Document passage:
☆ ☆ ☆

By Logan Dubel
On the surface, a trip to Ocean City may only entail days lying in the sun and nights strolling down the Boardwalk. However, there are other sights to see, including stories of the resort’s past. No place highlights the history of the island better than the Life-Saving Station Museum, a notable landmark, and a staple in the Town of Ocean City.
Located on the southernmost end of the Boardwalk, the Life-Saving Station is the only museum in the resort. With numerous exhibits and countless artifacts, the building is the perfect stop for lovers of Ocean City.
This summer, it is easier than ever to visit and learn. Open daily from 10:00 a.m. to 5:00 p.m., there is much more to do than simply look around. Each morning at 11:30, an educator from the museum hosts an aquarium program, allowing families to watch as the animals devour their morning meals.
Beginning July 4, programming will expand tremendously to keep visitors occupied through the rest of the season. Monday through Saturday until August 28, the museum will offer free outdoor 30-minute sessions diving into a variety of beach-themed topics.

☆ ☆ ☆

Detection annotation records:

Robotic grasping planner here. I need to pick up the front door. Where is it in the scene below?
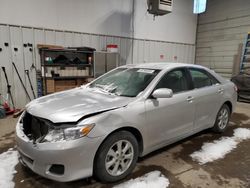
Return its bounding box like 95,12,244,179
145,68,195,151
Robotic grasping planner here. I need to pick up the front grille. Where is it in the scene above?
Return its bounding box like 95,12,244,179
22,112,49,141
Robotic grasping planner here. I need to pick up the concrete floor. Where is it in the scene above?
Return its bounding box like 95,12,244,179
0,103,250,188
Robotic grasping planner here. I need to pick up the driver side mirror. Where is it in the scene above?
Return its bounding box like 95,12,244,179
152,88,173,99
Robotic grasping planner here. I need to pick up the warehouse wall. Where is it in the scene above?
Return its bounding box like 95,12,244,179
0,0,196,108
0,0,196,44
195,0,250,78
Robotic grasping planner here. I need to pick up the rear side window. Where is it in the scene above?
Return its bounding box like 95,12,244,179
189,69,219,88
155,69,189,93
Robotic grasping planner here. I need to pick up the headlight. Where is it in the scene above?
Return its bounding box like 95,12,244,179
44,124,95,142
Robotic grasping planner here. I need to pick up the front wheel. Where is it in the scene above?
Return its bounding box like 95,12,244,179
213,104,230,133
94,131,139,182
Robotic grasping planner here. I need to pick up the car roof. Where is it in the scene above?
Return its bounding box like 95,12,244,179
122,62,205,70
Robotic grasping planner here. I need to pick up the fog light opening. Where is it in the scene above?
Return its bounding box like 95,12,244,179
49,164,64,175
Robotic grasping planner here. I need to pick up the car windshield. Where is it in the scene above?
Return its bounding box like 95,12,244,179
89,68,159,97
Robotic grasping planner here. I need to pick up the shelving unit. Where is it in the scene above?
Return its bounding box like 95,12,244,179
39,47,95,95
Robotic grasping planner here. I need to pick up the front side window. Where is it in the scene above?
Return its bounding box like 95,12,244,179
89,68,160,97
155,69,188,93
190,69,218,88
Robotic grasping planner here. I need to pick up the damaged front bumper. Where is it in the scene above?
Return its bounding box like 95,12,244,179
16,120,104,182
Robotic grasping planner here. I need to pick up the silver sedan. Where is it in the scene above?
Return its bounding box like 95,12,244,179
16,63,237,182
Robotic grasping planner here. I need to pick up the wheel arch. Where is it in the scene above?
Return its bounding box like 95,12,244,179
93,126,143,166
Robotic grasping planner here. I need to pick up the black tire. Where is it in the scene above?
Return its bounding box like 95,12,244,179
93,131,139,183
212,104,231,133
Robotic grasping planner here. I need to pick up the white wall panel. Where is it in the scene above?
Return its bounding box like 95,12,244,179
9,27,29,108
0,25,194,107
21,28,37,99
196,0,250,77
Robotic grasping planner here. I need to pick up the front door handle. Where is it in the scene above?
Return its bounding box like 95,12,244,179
187,96,194,102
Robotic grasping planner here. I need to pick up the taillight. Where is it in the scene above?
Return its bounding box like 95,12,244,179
234,85,238,92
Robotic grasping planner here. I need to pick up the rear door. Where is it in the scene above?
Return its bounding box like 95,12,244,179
145,68,195,148
189,68,224,132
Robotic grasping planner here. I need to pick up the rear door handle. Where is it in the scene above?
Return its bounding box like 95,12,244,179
187,96,194,102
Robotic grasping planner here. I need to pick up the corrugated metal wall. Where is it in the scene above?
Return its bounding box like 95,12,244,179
0,24,195,108
195,0,250,78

☆ ☆ ☆

Challenge 1: In the Life-Saving Station Museum article, what time does the daily aquarium program begin?
Challenge 2: Repeat the Life-Saving Station Museum article word for word, starting at "Beginning July 4, programming" and ending at "of beach-themed topics.".
Challenge 3: Pick up the article about Ocean City's Life-Saving Station Museum right after its final sentence and keep writing.
The items aren't needed for any of this.

Exercise output 1: It begins at 11:30 each morning.

Exercise output 2:
Beginning July 4, programming will expand tremendously to keep visitors occupied through the rest of the season. Monday through Saturday until August 28, the museum will offer free outdoor 30-minute sessions diving into a variety of beach-themed topics.

Exercise output 3:
On Mondays, learn about the “History of our Surfmen,” explaining the role of the United States Life-Saving Service in rescuing ships, even off the coast of Ocean City. The “Beach Safety” initiative is held on Tuesdays with the Beach Patrol and provides the chance to learn semaphore, the method of communication used on the sand among lifeguards. The U.S. Coast Guard Auxiliary is on hand for Wednesday’s program and presents an intuitive session about “Knot Tying.” Crowds are likely the largest for the very popular “All About Sharks” program on Thursdays, which dispels fact from fiction about the role the big fish play in our oceans and gives a unique look at the jaw of a Mako shark and megalodon teeth. On Fridays, learn about how the island of Ocean City came to be and the species that inhabit it as part of the “Land, Sky, and Sea” initiative. Finally, on Saturdays, the “Aquarium Feeding” program allows another opportunity to see the wildlife of the coastal bays eat their first meal of the day.
As for who is welcome, the museum says to make it a family affair. “Our target audience is the entire family,” said newly-promoted Curator Christine Okerblom. “Whether its young children, parents, or grandparents, we offer an interactive educational experience that is fit for everyone.”
Walking Through History
While these programs are intriguing and offer unique Ocean City history, no artifact nor story is as special as the journey of the building itself. The building has served in its current capacity since 1978 but played many roles for an entire century before. Ocean City commissioned the first station in 1878 on Caroline Street, which lasted until the construction of a new and more advanced station in 1891. To the shock of many, the 1891 building is the same station that stands today, 130 years later.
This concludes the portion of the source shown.